== Quelltext
Was sich rätselhaft anhört, ist im Prinzip einfach zu übersetzen: Der gesamte Kanton soll nur noch aus 4 Versorgungsregionen bestehen: Bern, Berner Oberland, Biel-Seeland-Berner Jura und Emmental-Oberaargau. Das + steht in diesem Modell symbolisch dafür, dass dabei die Zweisprachigkeit angemessen berücksichtigt wird.
«Hub-and-Spokes» bedeutet, dass es jeweils ein Zentrumsspital als «Hub» (Nabe) gibt, in dem auch komplexe medizinische Leistungen angeboten werden. Darum herum angesiedelt sind «Spokes» (Speichen) als dezentrale Grundversorger. Diese Speichen können zum Beispiel kleinere Spitäler sein, ambulante Gesundheitszentren oder andere integrierte Gesundheitsversorger.
«Das Spital kommt nach Hause»
====
== Datenauszüge
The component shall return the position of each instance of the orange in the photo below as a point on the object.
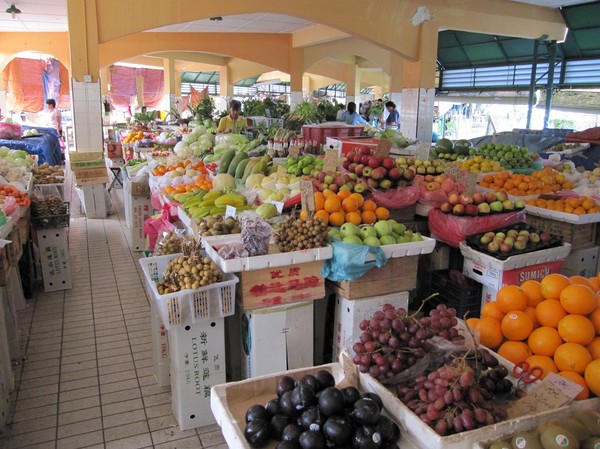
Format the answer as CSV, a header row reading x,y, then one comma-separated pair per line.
x,y
549,312
511,297
337,219
368,217
332,204
553,284
572,357
517,325
592,377
578,379
595,319
359,198
491,309
594,348
514,351
322,215
353,217
382,213
350,205
544,362
579,299
544,341
490,332
369,205
576,329
533,290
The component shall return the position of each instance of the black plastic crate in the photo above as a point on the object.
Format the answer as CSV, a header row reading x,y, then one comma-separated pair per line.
x,y
464,296
52,221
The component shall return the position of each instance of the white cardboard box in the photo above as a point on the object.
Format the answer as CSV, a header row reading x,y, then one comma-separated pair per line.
x,y
197,364
582,262
349,314
277,339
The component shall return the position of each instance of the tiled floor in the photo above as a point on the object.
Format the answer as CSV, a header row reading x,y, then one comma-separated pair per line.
x,y
87,378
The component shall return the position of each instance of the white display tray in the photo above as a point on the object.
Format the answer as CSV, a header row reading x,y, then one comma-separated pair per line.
x,y
260,262
518,260
562,216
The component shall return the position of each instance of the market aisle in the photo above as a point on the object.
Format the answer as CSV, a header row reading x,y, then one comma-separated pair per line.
x,y
87,378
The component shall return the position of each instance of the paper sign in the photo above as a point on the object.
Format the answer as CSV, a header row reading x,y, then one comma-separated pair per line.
x,y
307,196
294,151
230,211
422,152
331,162
383,148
====
» Deine Aufgaben:
a) Wofür steht das + im Modell laut dem Quelltext?
b) Übersetze diesen Satz aus dem Quelltext ins Englische: „Diese Speichen können zum Beispiel kleinere Spitäler sein, ambulante Gesundheitszentren oder andere integrierte Gesundheitsversorger.“
c) Gib den Quelltext wortgetreu wieder, und zwar von „Was sich rätselhaft“ bis einschließlich „angemessen berücksichtigt wird.“.

» Gelöste Aufgaben:
a) Dafür, dass die Zweisprachigkeit angemessen berücksichtigt wird.

b) These spokes can be, for example, smaller hospitals, outpatient health centers, or other integrated healthcare providers.

c)
Was sich rätselhaft anhört, ist im Prinzip einfach zu übersetzen: Der gesamte Kanton soll nur noch aus 4 Versorgungsregionen bestehen: Bern, Berner Oberland, Biel-Seeland-Berner Jura und Emmental-Oberaargau. Das + steht in diesem Modell symbolisch dafür, dass dabei die Zweisprachigkeit angemessen berücksichtigt wird.